Available data:
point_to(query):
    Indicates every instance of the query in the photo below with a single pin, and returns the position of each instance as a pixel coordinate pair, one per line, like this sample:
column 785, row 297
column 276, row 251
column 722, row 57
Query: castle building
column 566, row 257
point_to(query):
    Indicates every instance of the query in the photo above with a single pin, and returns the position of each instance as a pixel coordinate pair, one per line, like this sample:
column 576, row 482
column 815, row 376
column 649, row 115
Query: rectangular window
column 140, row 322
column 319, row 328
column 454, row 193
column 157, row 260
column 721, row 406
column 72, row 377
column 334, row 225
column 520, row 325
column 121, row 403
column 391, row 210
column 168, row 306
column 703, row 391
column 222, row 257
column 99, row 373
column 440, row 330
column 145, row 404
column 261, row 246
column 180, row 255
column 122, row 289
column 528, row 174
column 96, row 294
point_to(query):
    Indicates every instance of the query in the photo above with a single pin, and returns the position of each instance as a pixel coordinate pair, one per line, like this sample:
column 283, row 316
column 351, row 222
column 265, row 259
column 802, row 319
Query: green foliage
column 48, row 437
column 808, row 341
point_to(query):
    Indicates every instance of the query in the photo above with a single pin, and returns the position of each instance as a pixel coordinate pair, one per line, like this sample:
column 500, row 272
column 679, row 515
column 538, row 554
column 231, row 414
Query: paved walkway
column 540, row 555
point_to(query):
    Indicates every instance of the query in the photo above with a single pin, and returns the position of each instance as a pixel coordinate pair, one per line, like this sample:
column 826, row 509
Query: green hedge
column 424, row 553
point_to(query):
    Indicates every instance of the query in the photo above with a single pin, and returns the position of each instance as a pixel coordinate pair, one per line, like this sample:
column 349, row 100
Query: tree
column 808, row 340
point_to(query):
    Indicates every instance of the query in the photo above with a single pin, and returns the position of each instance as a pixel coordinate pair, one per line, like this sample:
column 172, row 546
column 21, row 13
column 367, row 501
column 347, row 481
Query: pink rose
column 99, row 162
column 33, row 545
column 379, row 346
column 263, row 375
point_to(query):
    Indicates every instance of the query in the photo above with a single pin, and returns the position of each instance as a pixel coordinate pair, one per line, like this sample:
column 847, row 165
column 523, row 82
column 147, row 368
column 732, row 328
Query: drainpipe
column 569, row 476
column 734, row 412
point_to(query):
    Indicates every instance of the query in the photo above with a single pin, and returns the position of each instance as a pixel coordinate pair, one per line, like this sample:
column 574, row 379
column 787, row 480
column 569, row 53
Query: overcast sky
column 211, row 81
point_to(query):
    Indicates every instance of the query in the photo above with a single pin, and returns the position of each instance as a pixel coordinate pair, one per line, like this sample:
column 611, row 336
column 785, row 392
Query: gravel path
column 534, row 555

Aim of the exercise: Retype the material in full, character for character.

Answer to this task:
point_to(query):
    Indicates every instance of the query in the photo below with a single pin, and returns the position of each instance as a pixel coordinate pair, one per line, like this sample:
column 785, row 297
column 276, row 251
column 722, row 57
Query: castle building
column 566, row 257
point_to(query):
    Indicates every instance of the query in the photo above with a single pin, and returns the position of each instance as a pixel coordinate pair, one per line, like this sample:
column 576, row 482
column 815, row 376
column 649, row 115
Query: rectangular window
column 140, row 322
column 319, row 328
column 454, row 193
column 157, row 260
column 721, row 406
column 72, row 377
column 334, row 225
column 520, row 325
column 121, row 403
column 391, row 210
column 168, row 306
column 703, row 391
column 222, row 257
column 99, row 373
column 440, row 330
column 145, row 404
column 261, row 246
column 180, row 255
column 122, row 289
column 528, row 174
column 96, row 294
point_to(query):
    Indicates every instance of the query in the photo above with a single pin, and returns the position of each instance as a pixel coordinate pair, one per line, like this sample:
column 283, row 316
column 351, row 222
column 265, row 259
column 802, row 319
Query: green foliage
column 48, row 437
column 808, row 341
point_to(query):
    Indicates every instance of the query in the photo above with a single pin, and returns the position of each instance as a pixel coordinate pair, one per line, like this sample:
column 500, row 272
column 679, row 515
column 538, row 554
column 231, row 414
Query: paved walkway
column 540, row 555
point_to(query):
    Indicates every instance of the query in the photo above with a single pin, and returns the position of each instance as a pixel coordinate pair, one per line, like this sample:
column 826, row 509
Query: green hedge
column 424, row 553
point_to(query):
    Indicates every instance of the query in the photo above with a single pin, and returns the position of each instance as a pixel coordinate pair, one per line, like this sample:
column 349, row 100
Query: tree
column 808, row 340
point_to(query):
    Indicates every instance of the query in the photo above with a single pin, and returns the position of each instance as a pixel coordinate pair, one per line, like this sample:
column 172, row 546
column 21, row 13
column 367, row 501
column 347, row 481
Query: pink rose
column 99, row 162
column 33, row 545
column 379, row 346
column 263, row 375
point_to(query):
    Indicates every instance of the query in the photo above with a single pin, and returns the position of each instance as a pixel coordinate pair, one per line, like this sample:
column 847, row 165
column 523, row 82
column 147, row 368
column 732, row 328
Query: drainpipe
column 569, row 476
column 734, row 412
point_to(query):
    Indicates every instance of the query in the photo above with a single pin, and returns the position of each instance as a pixel coordinate pair, one per line, like this sample:
column 574, row 379
column 787, row 480
column 569, row 53
Query: overcast sky
column 211, row 81
point_to(query):
    Indicates every instance of the query in the photo above with a single pin, and returns the position of each instance as a pixel coordinate pair, one per line, like this sample:
column 611, row 336
column 785, row 392
Query: gravel path
column 534, row 555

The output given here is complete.